Zamanlama iyi, eşit temsil yetersiz
AB İçin Kadın İnisiyatifi'nin Brüksel toplantısının zamanlaması çok iyi oldu. Komisyon kararının açıklanmasından hemen sonra ve çok olumlu bir zamandı. Bu zamanlama, dikkatlerin kadınlara yönelmesine imkan verdi.
Buna karşılık, konuşmacıların seçimi ve konuların belirlenmesinde arzu ettiğim kadar iyi bir temsil gerçekleşmiş değildi. Örneğin, Türkiye'den kadın hareketi üzerine konuşan kadınlar ağırlıktaydı, AB'den ise siyasetçiler...
Türkiye'den siyasi kanattan sadece Adalet ve Kalkınma Partisi'nden (AKP) bir kadın milletvekili vardı ve konuşmacıydı. (Bunun eşitsiz temsil dışında bir anlamı olup olmadığını da ayrıca düşünmek, öğrenmek gerek.)
Türkiye'den konuşmacılar Türkiye'deki kadın çeşitliliğini yeterince yansıtmıyordu; hatta, modernist ve/veya modernleşmenin getirilerinden yararlanmış farklı kadın kesimlerini bile yeterince temsil etmiyordu.
Örneğin, tesettürlü Müslüman kadın kesiminden tek bir konuşmacı yoktu.( Bunun katılımcı/dinleyici olarak gelen bu kesimden kadınların da bizlerle aynı salonda değil, locada oturmalarına yol açmış olup olmadığını kestiremiyorum; ama bizimle oturmadılar, bu net ve açık şekilde görülüyordu.)

■ **Sağlanan Veriler**
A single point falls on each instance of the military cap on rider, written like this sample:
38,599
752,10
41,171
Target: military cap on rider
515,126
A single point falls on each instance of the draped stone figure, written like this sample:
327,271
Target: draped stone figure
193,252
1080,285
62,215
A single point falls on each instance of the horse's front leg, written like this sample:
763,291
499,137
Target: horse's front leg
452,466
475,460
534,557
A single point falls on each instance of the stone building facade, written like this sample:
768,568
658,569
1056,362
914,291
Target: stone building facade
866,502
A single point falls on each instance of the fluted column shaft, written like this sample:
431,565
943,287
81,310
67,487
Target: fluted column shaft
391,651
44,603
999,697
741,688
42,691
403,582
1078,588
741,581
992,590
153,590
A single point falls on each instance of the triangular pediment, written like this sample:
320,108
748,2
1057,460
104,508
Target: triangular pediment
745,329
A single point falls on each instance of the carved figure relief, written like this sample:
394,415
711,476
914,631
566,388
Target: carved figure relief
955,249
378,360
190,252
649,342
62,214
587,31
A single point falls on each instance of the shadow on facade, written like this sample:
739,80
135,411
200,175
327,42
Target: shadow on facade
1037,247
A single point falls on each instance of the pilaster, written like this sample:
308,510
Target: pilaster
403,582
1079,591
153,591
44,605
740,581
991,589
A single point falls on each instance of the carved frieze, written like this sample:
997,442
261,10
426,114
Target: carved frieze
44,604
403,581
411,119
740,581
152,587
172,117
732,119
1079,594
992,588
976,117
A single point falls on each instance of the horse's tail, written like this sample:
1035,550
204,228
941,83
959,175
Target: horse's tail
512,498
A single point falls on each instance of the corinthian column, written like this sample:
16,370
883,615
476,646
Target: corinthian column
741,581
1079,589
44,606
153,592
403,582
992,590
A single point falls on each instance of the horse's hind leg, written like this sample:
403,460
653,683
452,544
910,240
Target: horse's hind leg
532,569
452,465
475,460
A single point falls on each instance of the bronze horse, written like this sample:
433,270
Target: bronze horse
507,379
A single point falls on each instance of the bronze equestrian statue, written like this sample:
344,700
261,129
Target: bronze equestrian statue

■ **Alıştırma Görevleri**
(a) Brüksel toplantısı hakkındaki metne göre Türkiye'nin siyasi kanadından konuşmacı olarak katılan tek kadın milletvekili hangi partidendi?
(b) Brüksel toplantısı hakkındaki metinde "Zamanlama iyi, eşit" ile "yönelmesine imkan verdi." arasındaki bölümü, bu ifadeler de dahil olmak üzere alıntılayınız.
Verilerin bu alıştırmada hiçbir rolü yoktur.

■ **Yanıtlar**
(a) Adalet ve Kalkınma Partisi'nden (AKP).

(b)
Zamanlama iyi, eşit temsil yetersiz
AB İçin Kadın İnisiyatifi'nin Brüksel toplantısının zamanlaması çok iyi oldu. Komisyon kararının açıklanmasından hemen sonra ve çok olumlu bir zamandı. Bu zamanlama, dikkatlerin kadınlara yönelmesine imkan verdi.